* _Text provided_

++++++++

I do understand my original post was not particularly clear on that point and I also know we will all have our own opinions.
I think the point about being gay was relevant, because that is the reason she might consider letting a boy sleep over, as she would be less worried about the risk of them having sex than she would be with a straight boy. But then she is worried that people (who presumably do not know that the boy is gay) will think she is condoning 14 year olds having sex if she lets a boy sleep over with her daughter. It was clear to me...0 -
I respect that I have interpreted this in a different way to the majority of you and I apologise if I have caused any offence.
As the issue is more about having a boy stay over, I did say in my original post that surely she would be within her rights to suggest he stayed on the sofa.0 -
What if your daughter asked to have a sleepover with a friend who was a girl? You assume that they wont have sex or be tempted to experiment, would they sleep in the same bed? I have a gay nephew who has never had male friends always hangs out with girls and I know that they have had sleepovers at each others houses since school but I don't think it was ever on a one to one.

++++++++

* _Supplied data_
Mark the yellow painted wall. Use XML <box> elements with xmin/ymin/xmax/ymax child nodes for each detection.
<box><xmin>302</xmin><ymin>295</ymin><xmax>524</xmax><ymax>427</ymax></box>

++++++++

* _Set tasks_
[1] Answer these questions using the sleepover discussion:
(a) What age is given for the children who might be thought to be having sex?
(b) Where did the original post suggest the boy could stay?
(c) Which relative does one writer say is gay?
[2] Decide whether each statement agrees with the sleepover discussion. Answer yes or no, and quote the words that decide it.
(a) The original post said the mother could suggest that the boy stay on the sofa.
(b) The gay nephew has mostly had male friends.
(c) One writer apologizes for possibly causing offense.
[3] Reproduce the sleepover discussion word for word, from "I think the" to "caused any offence.".

* _Outputs_
[1]
(a) 14 years old.
(b) On the sofa.
(c) A nephew.

[2]
(a) Yes: "I did say in my original post that surely she would be within her rights to suggest he stayed on the sofa."
(b) No: "has never had male friends always hangs out with girls"
(c) Yes: "I apologise if I have caused any offence."

[3]
I think the point about being gay was relevant, because that is the reason she might consider letting a boy sleep over, as she would be less worried about the risk of them having sex than she would be with a straight boy. But then she is worried that people (who presumably do not know that the boy is gay) will think she is condoning 14 year olds having sex if she lets a boy sleep over with her daughter. It was clear to me...0 -
I respect that I have interpreted this in a different way to the majority of you and I apologise if I have caused any offence.